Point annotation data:

++++++++++

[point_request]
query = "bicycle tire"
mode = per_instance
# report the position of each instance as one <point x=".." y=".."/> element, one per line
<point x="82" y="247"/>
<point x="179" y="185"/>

++++++++++

*OBJECTIVE:* Copy all of the material above line for line, with no changes.

*FINAL RESULT:*
[point_request]
query = "bicycle tire"
mode = per_instance
# report the position of each instance as one <point x=".." y=".."/> element, one per line
<point x="82" y="247"/>
<point x="179" y="185"/>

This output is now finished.